» Text segment
**********

11. The final ground concerns the weight that was attached by the judge to the psychiatric report of Dr Dhumad. The judge accepted that this report was, “broadly consistent with the appellant having suffered some form of trauma in her past” [50]. However, the judge went on to state that, “it does not follow from that that the trauma is that which she now claims to support her claim for protection” [51[. The specific complaint made in the grounds is however concerned with an earlier observation by the judge, at paragraph 49:
In assessing the weight to be given to the medical opinion it is relevant that:
(i) That there was no physical examination to assess whether the appellant has scaring (sic) consistent with the treatement she alleges occurred in police custody.
(ii) The reference and link to the Istanbul Protocol refers to the 2004 version of the document. Although paragrpah 105(f) of that version is addressed, the report does not give adequate consideration to (a) to (e).
12. No point is taken in the grounds about the second of the above reasons for attaching reduced weight to the medical evidence. It is however right, as the grounds point out, that a psychiatrist cannot reasonably be expected to conduct a physical examination of a patient with a view to supporting the correctness of their psychiatric diagnosis. To this limited extent, I agree that the judge was in error. I do not however consider that this suffices to disturb the judge’s overall conclusion concerning the state of the medical evidence, given that (i) the judge could equally have observed that the overall strength of the appellant’s claim (as opposed to the weight attaching to the medical evidence) was diminished by the absence of evidence from an appropriately qualified expert concerning physical signs of torture of the kind described by the appellant, (ii) the judge in any event accepted Dr Durham’s diagnosis of the appellant’s condition, and (iii) Dr Durham did not seek to attribute the cause of the appellant’s condition to any particular traumatic event.

**********

» What to work on
1. In the judgment excerpt, which version of the Istanbul Protocol do the report's reference and link point to?
2. Write the next part of the judgment excerpt, starting after its last sentence.
The items after this have nothing to do with the judgment excerpt.

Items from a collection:
**********

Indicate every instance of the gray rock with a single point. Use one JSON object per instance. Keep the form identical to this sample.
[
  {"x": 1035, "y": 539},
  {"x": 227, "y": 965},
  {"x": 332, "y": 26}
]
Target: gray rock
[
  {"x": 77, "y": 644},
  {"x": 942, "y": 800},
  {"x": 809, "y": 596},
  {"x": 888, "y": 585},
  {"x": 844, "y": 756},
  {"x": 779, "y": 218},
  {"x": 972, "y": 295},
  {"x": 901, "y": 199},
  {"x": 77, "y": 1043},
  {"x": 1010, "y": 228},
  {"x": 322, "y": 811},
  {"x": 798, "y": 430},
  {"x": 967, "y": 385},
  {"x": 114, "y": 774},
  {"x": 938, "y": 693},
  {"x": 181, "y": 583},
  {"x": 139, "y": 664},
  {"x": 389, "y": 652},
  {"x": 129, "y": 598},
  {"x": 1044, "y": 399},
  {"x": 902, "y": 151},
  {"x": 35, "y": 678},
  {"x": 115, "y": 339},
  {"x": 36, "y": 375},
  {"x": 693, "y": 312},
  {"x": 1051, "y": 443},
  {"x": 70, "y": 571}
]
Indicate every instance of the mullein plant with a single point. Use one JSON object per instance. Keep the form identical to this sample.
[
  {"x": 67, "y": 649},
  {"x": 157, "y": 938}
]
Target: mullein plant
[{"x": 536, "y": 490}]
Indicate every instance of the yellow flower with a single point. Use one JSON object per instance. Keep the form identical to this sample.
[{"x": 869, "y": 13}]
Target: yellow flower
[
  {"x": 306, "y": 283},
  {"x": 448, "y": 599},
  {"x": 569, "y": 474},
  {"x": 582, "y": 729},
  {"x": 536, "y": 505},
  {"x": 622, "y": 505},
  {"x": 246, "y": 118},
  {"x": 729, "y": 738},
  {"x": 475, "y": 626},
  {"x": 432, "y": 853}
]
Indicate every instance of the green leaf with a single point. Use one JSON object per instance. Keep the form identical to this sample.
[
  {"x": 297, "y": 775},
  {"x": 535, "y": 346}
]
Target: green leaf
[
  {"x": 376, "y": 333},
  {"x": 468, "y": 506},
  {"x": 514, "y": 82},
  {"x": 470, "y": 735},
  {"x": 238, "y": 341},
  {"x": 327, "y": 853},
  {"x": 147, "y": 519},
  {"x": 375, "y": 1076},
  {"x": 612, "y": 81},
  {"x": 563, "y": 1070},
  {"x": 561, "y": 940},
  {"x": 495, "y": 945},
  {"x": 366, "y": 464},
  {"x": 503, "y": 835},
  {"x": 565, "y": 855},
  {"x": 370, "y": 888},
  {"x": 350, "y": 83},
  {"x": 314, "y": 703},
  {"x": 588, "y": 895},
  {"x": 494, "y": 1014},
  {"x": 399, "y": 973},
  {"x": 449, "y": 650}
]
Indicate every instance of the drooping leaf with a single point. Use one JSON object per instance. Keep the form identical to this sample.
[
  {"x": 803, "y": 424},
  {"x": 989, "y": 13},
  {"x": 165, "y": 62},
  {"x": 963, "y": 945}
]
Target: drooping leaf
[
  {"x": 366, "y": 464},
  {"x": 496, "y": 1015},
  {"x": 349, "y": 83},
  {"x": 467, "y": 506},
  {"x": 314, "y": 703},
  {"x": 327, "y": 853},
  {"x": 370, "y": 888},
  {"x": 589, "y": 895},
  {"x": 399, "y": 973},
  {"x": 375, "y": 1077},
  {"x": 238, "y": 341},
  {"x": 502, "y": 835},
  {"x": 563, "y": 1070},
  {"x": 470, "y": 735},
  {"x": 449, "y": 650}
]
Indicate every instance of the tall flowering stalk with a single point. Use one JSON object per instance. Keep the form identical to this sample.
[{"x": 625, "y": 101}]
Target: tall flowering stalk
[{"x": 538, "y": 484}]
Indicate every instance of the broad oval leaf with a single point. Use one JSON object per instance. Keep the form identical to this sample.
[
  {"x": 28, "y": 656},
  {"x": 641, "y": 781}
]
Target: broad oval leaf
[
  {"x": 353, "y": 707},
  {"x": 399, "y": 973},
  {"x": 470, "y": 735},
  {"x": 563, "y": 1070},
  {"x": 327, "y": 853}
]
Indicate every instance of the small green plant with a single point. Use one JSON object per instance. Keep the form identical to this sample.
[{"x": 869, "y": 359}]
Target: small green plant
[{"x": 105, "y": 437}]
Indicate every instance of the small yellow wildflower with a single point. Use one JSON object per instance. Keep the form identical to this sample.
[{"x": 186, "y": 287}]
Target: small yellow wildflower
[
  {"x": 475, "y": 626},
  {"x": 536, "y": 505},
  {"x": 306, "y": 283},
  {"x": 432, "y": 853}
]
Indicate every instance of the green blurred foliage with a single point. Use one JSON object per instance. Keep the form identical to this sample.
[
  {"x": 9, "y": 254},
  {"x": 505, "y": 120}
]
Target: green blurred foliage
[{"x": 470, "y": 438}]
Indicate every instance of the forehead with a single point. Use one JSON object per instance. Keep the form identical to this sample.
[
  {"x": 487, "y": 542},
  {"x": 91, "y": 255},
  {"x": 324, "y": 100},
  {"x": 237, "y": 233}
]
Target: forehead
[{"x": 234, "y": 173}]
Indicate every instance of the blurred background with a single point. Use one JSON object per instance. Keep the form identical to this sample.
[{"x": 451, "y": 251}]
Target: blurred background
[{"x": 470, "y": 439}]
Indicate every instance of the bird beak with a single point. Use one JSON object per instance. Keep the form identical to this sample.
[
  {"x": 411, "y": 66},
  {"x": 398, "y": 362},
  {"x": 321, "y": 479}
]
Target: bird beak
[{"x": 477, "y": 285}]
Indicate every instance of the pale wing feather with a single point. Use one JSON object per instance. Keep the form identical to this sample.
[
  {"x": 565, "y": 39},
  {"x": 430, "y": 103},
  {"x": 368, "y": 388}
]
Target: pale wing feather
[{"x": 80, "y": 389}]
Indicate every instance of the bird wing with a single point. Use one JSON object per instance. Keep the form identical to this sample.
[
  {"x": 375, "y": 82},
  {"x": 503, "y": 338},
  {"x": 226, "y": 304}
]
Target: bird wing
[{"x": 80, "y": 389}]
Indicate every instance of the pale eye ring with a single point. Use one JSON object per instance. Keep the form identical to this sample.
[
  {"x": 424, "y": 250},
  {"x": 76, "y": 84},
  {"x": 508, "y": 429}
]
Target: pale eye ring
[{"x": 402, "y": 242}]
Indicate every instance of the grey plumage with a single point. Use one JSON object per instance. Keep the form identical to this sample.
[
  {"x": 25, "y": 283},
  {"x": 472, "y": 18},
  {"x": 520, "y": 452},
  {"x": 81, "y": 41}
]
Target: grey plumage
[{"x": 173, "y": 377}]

**********

» Task answers
1. The 2004 version.

2.
13. Standing back and looking at matters overall, I agree with Ms Isherwood’s submission that the grounds in this appeal are largely an attempt to re-litigate matters upon which, as the grounds themselves acknowledge, the appellant had been placed on notice prior to the hearing in the First-tier Tribunal. As to the ground concerning the judge’s assessment of the medical evidence, I am satisfied that the single legitimate criticism that is made of that assessment is not such as materially to affect either the substance or the safety of the First-tier Tribunal’s decision. I am fortified in these conclusions by the fact that the judge gave additional reasons for their decision, such as the lengthy delay of the appellant making her protection claim following her arrival in the UK, that have not been subjected to criticism.
Notice of Decision
14. The appeal is dismissed, and the decision of the First-tier Tribunal therefore stands.